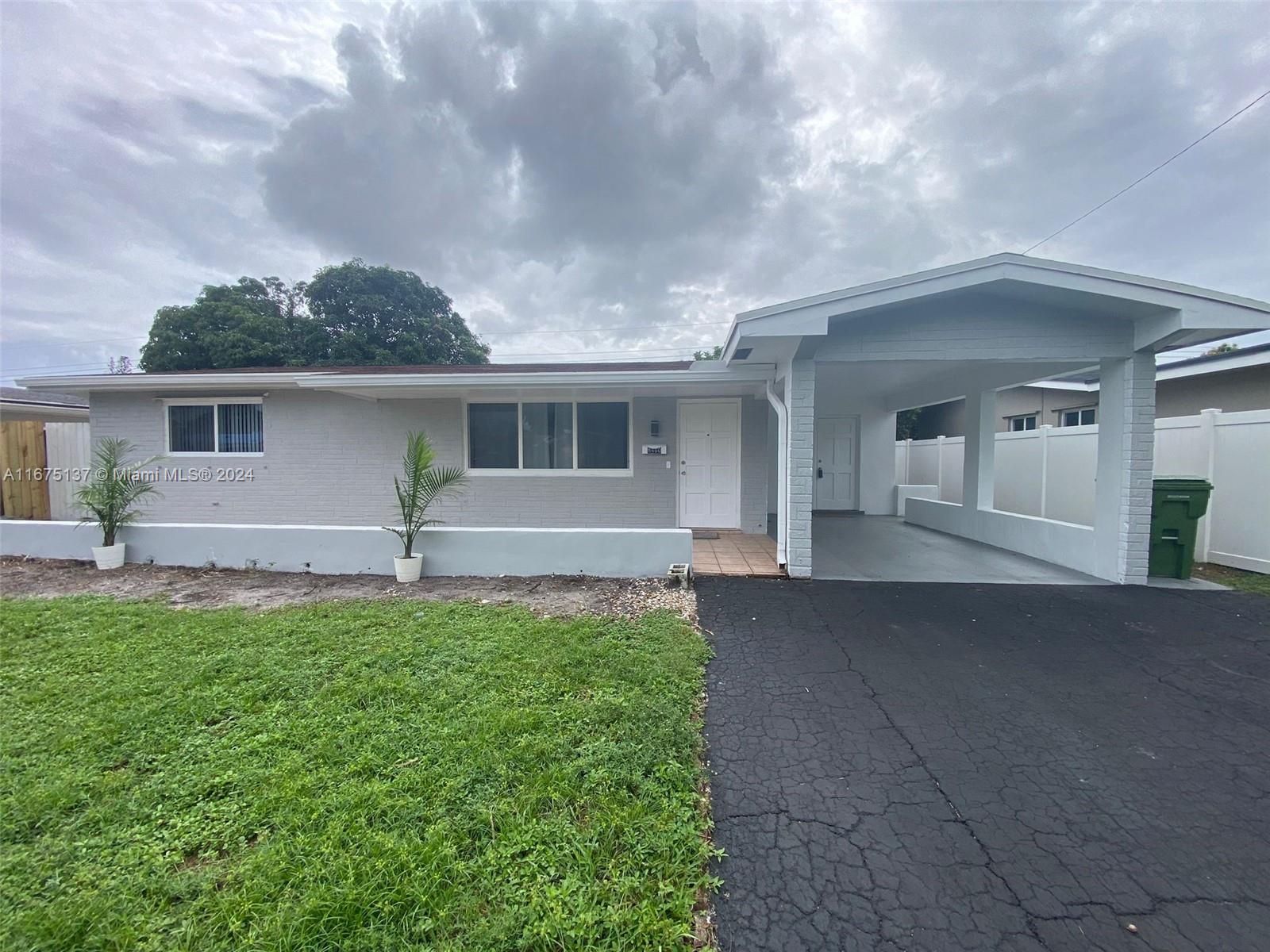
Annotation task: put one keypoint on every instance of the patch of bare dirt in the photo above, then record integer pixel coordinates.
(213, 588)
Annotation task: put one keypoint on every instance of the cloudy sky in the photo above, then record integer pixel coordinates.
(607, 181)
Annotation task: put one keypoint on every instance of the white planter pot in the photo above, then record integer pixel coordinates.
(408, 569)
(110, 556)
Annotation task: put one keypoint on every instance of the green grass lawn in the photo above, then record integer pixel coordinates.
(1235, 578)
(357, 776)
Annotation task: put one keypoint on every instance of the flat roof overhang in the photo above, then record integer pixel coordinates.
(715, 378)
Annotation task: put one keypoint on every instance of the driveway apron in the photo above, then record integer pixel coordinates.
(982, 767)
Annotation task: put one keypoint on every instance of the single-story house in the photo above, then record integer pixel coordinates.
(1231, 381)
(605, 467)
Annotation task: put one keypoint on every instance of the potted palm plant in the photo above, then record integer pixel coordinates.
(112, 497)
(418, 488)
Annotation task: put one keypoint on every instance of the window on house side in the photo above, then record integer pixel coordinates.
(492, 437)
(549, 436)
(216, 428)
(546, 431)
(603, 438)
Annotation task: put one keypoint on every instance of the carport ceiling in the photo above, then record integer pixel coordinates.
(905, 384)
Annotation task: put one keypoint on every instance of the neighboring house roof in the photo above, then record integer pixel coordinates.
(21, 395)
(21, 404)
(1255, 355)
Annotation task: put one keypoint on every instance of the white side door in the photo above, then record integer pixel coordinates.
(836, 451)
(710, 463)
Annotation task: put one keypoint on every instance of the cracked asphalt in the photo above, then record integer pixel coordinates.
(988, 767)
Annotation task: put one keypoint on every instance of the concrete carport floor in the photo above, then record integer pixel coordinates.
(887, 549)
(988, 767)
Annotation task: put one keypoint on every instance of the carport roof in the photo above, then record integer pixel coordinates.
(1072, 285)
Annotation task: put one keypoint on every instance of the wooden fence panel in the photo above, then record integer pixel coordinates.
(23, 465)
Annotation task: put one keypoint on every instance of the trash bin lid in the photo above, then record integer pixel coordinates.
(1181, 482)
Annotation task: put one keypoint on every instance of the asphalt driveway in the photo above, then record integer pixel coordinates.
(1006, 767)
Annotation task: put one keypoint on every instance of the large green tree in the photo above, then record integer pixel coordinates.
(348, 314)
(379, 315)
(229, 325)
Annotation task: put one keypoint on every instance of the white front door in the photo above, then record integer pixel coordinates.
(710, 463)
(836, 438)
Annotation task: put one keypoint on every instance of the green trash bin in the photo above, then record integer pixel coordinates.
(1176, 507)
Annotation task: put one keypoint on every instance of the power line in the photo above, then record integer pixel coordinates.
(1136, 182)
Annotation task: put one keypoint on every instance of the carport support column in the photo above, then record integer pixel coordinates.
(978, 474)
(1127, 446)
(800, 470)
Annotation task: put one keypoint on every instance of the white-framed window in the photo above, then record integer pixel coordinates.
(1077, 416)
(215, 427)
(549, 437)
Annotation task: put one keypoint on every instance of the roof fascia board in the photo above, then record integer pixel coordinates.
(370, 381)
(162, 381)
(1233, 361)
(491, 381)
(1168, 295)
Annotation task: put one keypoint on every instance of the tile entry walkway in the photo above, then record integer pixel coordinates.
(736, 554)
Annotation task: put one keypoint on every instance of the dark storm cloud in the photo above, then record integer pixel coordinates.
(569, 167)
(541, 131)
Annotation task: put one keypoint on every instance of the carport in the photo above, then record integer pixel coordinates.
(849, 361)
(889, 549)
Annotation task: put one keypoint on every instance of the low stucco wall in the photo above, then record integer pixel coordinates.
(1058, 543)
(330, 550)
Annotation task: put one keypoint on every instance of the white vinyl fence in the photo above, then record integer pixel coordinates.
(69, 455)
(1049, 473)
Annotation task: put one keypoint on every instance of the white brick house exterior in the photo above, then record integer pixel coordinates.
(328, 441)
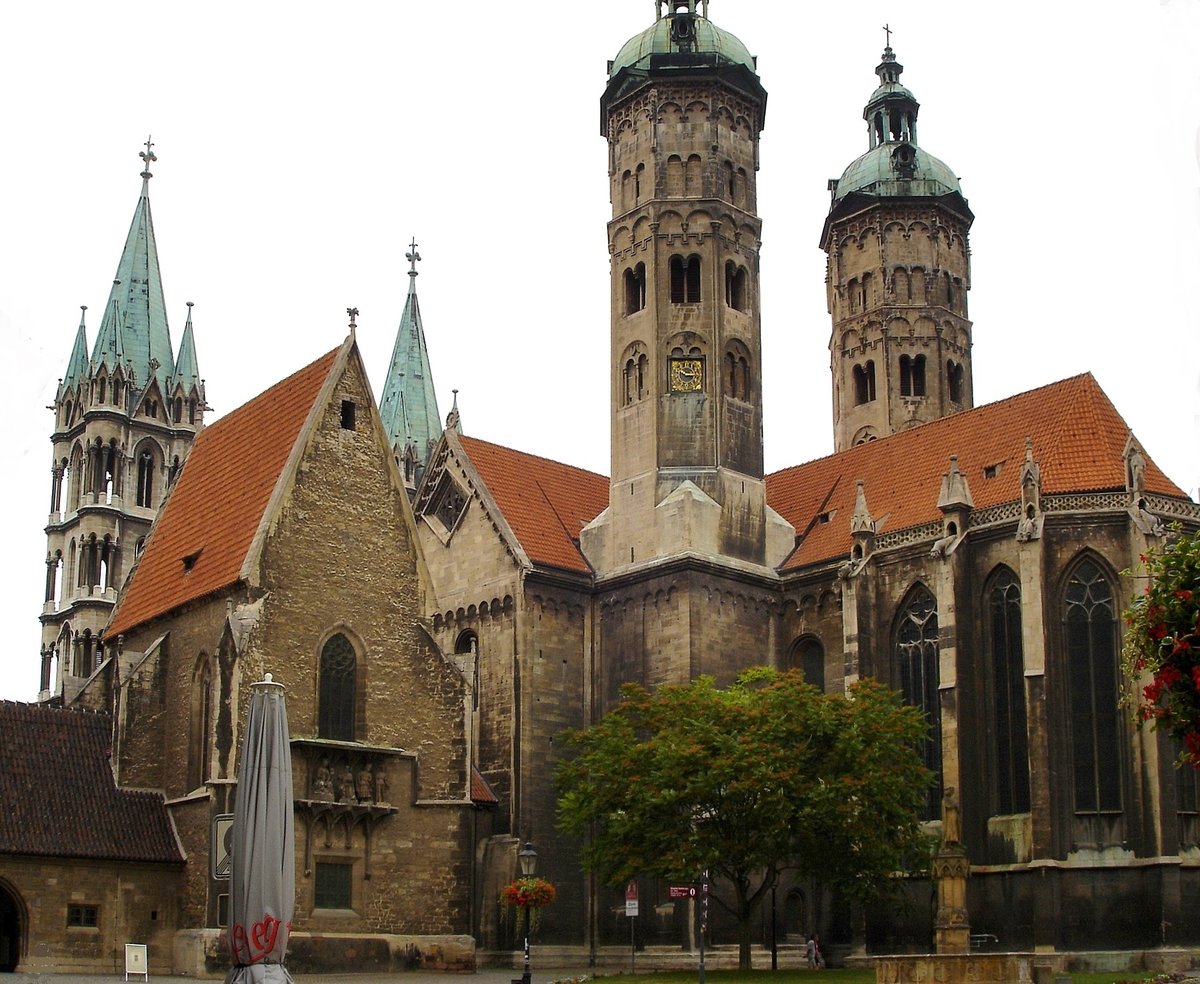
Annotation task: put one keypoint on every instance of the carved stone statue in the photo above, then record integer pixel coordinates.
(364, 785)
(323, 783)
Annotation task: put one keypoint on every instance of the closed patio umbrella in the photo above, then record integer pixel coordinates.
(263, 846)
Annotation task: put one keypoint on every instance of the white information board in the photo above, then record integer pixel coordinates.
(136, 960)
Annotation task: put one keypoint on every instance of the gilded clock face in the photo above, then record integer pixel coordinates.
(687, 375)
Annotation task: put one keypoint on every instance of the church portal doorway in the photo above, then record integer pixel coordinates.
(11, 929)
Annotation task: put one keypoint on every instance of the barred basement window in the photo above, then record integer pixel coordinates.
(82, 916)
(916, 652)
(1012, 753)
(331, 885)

· · ·

[Exercise prompt]
Retype only the lines from the one with "Annotation task: put one keypoint on every instance of the dark" through the final line of the entries, please, and keep the pictures out.

[Output below]
Annotation task: put one keypoint on every instance of the dark storm cloud in the photo above, then record integer pixel coordinates.
(569, 167)
(541, 131)
Annotation task: put one keypoint on every instance of the carport in the photo above, then record integer pixel coordinates.
(849, 361)
(889, 549)
Annotation task: put one keypoint on every instance of the low stucco wall in the photo above, then record integer pixel coordinates.
(1058, 543)
(330, 550)
Annotation task: put one keypoint on every instance of the white vinyl fence in the photo above, then record integer pixel coordinates.
(69, 455)
(1049, 473)
Annotation task: put one keypoint on every instance of the white brick house exterior in the photo above, then record integer pixel coordinates.
(328, 441)
Annotation task: put one keypoint on every instance of the carved stone statue in the photo above, then record integer pixel coordinates.
(364, 785)
(323, 783)
Annotation task: put one keypoint on every instance of the closed patio umbrella in the photo above, then record integer pixel coordinates.
(263, 846)
Annotation task: put one keypoint on every instance of the white information board in the photo above, then record integer pixel coordinates.
(136, 960)
Annotation task: put one keypoint on every instance of the gilded clock face in the photo above, then record integer pixel coordinates.
(687, 375)
Annotation task: put one keypoint on every instance of the church portal doorway in the photo above, then record integer pixel coordinates.
(11, 929)
Annotation task: put one keypoint on every instance of the barred basement window in the photo above, then record integer pixel coordinates.
(82, 916)
(916, 652)
(1012, 753)
(331, 885)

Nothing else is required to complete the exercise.